### EXERCISE TASKS
**1)** Using the puppy-training post, explain in one to three sentences why the pup gets no kibble if his name has to be called twice.
**2)** Pick up the puppy-training post after its final sentence and keep writing in the same voice.

### PASSAGE
* * * * *

But after a week, Amber learned that barking does not help her case and she has also learned that while we have dinner, she is in the crate. It was almost an aww-moment to see how she has accepted her fate. (golden retriever pups using their sorry-sad expressions to full advantage!!!)

Put your pup in the crate after play time, short walks, puppy training. He will seem extra hyper and begin to bite, grow deaf to your commands, but that's a sign he's tired. After a week, he will associate crate with sleeping, as long as you are consistent. Never allow the pup to sleep anywhere else but in the crate. If he's also sleeping somewhere, wake him up, put him in the crate. Immediately let him out as soon as he wakes up. No exceptions! Amber is now 5 months. I still do this. Let me say, that our first two weeks of training in the crate had been really crucial to have this sweet, relaxed dog in the crate. she now sleeps in the crate voluntarily during the day (she gets in herself and stays in there)

On further training, I highly recommend Dr. Sophia Yin's methods and book on training. It has really helped me a lot with Amber.

Handfeeding is also a way for your pup to learn his name (among other things). Put a dry kibble in your hand, put it against your forehead, call out his name Simon and give it to him when he looks at you (or rather, the kibble in your hand). If you have to call out his name twice, don't reward. Otherwise, you will be rewarding him through reinforcing that he doesn't have to listen to you immediately to get his kibble.

Brushing teeth..hm. I've never done it. Amber has a floss toy and nylabone. They serve to clean her gums, provide an outlet for teething and keep her blessedly quiet in a corner for about...10 minutes.

* * * * *

### ENTRIES SUPPLIED
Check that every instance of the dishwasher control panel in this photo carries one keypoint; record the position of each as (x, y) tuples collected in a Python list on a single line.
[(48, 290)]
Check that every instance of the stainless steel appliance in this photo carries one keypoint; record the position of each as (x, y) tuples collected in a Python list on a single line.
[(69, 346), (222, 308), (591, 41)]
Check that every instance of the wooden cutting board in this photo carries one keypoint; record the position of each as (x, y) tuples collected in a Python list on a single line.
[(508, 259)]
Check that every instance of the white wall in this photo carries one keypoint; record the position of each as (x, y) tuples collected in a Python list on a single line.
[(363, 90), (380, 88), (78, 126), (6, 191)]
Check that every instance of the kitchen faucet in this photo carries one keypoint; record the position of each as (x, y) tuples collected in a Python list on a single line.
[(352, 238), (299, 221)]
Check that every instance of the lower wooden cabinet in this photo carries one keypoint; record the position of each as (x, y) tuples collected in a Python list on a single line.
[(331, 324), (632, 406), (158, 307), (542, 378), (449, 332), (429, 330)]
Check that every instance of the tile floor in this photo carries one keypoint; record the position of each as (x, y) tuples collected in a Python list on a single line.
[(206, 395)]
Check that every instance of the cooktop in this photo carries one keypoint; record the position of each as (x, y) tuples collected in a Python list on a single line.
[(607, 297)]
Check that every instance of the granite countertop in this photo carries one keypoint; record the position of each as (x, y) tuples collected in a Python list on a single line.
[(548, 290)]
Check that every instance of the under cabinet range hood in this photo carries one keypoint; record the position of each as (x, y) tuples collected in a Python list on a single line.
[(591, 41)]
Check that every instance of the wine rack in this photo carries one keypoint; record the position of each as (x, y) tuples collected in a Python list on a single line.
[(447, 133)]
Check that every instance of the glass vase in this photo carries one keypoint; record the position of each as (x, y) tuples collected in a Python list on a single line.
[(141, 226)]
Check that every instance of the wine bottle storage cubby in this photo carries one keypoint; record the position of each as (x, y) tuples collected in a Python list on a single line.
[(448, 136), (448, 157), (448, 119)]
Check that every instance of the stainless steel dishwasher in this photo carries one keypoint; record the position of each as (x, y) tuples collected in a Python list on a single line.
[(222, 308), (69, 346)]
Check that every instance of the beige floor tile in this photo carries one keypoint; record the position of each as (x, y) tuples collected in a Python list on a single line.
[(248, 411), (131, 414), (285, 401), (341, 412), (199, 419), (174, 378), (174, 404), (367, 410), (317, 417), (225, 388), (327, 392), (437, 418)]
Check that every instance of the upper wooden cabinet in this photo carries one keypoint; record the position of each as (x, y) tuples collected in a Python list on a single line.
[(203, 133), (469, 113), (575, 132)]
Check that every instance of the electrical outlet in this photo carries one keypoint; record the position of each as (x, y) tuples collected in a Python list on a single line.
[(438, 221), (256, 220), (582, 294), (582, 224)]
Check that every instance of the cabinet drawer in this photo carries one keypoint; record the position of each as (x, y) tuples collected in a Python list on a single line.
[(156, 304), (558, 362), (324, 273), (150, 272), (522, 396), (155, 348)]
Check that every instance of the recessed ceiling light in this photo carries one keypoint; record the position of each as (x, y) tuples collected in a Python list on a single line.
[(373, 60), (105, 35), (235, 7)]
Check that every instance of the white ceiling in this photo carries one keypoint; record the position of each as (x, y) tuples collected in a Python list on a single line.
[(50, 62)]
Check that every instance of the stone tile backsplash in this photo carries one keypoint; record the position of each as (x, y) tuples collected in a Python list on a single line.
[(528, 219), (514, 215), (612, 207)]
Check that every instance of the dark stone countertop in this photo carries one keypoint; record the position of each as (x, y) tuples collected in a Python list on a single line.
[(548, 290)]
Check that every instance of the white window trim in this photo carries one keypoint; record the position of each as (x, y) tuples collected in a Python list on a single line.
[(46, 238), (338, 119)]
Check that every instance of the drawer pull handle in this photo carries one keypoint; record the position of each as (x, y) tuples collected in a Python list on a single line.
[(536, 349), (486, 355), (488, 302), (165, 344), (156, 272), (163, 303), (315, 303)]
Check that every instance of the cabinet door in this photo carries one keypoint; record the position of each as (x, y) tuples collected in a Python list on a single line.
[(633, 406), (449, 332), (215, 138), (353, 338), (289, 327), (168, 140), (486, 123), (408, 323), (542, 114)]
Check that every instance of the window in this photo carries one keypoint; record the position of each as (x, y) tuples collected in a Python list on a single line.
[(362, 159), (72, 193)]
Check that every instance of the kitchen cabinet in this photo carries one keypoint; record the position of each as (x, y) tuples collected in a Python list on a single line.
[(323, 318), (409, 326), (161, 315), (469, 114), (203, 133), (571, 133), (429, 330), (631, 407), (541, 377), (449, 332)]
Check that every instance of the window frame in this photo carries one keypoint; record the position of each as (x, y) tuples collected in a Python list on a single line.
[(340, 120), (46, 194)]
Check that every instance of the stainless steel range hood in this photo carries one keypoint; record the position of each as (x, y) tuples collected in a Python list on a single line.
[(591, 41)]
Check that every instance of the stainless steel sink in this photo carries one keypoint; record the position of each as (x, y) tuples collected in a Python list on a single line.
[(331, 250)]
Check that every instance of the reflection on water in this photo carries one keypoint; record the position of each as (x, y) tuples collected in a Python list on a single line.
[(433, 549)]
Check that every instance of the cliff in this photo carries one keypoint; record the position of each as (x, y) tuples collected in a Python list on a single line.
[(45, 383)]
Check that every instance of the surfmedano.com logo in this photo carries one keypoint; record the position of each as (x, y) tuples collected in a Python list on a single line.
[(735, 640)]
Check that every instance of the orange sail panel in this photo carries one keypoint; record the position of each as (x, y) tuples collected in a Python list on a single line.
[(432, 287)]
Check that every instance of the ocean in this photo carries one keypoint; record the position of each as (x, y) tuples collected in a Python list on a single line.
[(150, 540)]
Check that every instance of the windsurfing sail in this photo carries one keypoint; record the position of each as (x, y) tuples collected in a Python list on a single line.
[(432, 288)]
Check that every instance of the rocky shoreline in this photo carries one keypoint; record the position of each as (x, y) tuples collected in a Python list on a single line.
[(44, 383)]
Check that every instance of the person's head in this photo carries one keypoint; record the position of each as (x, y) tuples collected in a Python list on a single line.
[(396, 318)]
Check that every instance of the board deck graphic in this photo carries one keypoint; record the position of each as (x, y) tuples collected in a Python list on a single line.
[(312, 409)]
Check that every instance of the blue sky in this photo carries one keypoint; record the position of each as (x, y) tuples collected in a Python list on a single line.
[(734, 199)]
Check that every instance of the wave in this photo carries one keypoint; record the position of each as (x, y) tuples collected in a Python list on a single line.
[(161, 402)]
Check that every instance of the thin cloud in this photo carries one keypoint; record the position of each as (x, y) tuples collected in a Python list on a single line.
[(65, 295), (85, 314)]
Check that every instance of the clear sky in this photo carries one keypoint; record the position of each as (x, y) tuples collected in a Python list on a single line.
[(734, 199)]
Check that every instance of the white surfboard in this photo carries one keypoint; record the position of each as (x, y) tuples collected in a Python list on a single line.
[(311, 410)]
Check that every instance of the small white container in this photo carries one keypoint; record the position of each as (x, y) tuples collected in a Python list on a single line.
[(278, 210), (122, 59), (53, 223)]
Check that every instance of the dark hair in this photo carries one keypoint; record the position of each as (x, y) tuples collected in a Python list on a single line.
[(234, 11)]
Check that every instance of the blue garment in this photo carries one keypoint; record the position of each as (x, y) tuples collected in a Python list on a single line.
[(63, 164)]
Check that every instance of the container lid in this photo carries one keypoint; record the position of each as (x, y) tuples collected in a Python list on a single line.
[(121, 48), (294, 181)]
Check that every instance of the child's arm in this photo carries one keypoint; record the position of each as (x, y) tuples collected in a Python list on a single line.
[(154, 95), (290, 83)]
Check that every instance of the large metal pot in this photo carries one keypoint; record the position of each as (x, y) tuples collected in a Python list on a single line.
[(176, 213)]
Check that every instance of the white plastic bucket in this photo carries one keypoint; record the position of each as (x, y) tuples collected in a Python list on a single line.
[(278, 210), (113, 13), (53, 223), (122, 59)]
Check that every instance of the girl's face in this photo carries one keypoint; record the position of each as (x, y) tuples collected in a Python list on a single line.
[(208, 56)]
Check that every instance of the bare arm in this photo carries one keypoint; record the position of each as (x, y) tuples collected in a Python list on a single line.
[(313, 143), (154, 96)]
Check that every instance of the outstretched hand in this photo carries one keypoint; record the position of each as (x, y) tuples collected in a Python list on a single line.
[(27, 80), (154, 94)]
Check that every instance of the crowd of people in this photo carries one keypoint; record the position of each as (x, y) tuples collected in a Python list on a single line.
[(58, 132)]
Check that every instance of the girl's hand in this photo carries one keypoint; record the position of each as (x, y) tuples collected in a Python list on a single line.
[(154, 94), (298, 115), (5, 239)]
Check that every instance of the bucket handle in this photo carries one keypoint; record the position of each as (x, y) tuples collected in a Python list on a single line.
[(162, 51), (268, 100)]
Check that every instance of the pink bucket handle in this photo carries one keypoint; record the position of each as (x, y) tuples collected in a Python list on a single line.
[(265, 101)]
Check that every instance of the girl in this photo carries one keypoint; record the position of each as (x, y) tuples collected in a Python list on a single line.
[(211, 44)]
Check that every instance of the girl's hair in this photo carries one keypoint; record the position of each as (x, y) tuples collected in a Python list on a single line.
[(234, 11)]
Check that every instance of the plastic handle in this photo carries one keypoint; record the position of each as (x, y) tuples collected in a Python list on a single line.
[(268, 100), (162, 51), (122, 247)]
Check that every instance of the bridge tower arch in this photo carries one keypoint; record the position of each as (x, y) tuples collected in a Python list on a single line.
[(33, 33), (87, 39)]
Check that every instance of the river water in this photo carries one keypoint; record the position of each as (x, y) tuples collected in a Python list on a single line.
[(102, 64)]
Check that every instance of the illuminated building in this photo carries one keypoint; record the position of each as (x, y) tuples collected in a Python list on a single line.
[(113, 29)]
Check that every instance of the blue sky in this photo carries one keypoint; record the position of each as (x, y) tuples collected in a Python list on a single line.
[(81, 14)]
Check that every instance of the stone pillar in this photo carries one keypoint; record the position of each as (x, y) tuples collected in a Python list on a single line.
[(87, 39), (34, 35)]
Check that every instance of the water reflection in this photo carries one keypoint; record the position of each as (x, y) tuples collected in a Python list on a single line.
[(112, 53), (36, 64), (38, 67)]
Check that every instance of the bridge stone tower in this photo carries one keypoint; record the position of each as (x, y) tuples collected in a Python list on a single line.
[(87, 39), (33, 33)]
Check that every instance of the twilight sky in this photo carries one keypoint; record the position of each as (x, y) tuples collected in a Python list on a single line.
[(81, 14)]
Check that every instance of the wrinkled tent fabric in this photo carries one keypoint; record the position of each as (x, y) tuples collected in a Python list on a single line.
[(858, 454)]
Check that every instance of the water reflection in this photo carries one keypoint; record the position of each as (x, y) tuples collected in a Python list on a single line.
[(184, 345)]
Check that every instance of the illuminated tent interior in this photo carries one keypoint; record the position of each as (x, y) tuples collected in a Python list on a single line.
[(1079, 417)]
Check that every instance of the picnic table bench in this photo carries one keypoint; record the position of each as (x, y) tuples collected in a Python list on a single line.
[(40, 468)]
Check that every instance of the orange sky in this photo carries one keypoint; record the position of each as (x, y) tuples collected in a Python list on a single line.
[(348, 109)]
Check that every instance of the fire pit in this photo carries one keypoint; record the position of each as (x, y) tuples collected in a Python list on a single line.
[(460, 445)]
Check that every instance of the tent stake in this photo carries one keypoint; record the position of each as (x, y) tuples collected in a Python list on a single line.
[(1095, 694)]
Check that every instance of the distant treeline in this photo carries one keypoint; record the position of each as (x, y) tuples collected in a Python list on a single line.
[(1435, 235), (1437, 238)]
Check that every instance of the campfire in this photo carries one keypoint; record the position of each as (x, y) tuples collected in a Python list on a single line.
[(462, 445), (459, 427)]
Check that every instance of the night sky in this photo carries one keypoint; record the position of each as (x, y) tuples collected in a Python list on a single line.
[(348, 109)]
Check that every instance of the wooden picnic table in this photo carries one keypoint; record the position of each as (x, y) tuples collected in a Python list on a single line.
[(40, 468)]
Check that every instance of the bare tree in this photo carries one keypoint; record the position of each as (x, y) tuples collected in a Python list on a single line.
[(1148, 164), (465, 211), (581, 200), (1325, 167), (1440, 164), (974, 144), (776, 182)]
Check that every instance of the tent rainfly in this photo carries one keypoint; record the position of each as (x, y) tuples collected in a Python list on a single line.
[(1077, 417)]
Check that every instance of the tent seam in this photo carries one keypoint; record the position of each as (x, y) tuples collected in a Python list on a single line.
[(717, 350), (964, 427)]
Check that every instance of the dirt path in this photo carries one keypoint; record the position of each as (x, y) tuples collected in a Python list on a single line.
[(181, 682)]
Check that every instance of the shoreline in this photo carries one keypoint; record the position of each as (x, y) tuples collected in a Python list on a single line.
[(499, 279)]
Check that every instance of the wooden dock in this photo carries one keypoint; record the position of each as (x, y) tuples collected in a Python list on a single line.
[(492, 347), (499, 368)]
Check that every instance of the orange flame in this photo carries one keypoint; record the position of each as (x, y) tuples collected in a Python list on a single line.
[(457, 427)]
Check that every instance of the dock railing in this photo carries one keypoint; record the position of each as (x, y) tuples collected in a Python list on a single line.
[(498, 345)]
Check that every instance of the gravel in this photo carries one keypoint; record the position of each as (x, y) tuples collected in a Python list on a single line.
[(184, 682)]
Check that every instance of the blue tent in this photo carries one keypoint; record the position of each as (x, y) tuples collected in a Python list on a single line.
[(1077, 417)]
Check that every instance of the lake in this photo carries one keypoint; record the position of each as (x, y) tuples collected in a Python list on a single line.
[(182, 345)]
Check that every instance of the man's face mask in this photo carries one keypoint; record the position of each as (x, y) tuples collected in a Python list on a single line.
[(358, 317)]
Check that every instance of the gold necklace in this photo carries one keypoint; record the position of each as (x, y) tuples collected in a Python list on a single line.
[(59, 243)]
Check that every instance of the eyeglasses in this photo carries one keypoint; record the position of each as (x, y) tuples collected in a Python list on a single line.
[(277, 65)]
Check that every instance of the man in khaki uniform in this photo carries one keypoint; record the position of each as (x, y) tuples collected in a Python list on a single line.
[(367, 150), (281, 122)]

* * * * *

### SET OF ANSWERS
**1)** Giving the kibble after a second call would reward the pup for not responding right away. It would reinforce that he doesn't have to listen immediately to get his kibble.

**2)**
Potty training. I think I was lucky with potty training because the breeder began it so at 9 weeks, we got a pup who could keep dry in the crate for the entire night and who knew that she should do her business outside. amber had a pee accident inside the house during her first week. This is almost a given as its an entirely new environment. The crate is really helpful in curbing accidents. But also, young puppies are predictable. I took her out to potty first thing in the morning when I open the crate, I trained her to poop and pee on command. Potty opps came after playtime, walks, after waking up from sleep (and to repeat...especially AFTER waking up from sleep). So by knowing these, you already have the opportunity to avoid potty accidents inside the house. Don't worry if simon doesn't take the opportunity to do his thing when you take him outside. He will eventually "get it". There is also a potty training spray that you could use (although I didn't use this). You could spray this in the area where you want him to go so if you consistently bring him to this area, he will have his lightbulb moment.

My first two months with Amber was really exhausting. Mostly because I stuck rigorously to midnight as her last potty opportunity. Even on weekends! I was soooo lacking in sleep but it has all paid off!

Hope this helps!!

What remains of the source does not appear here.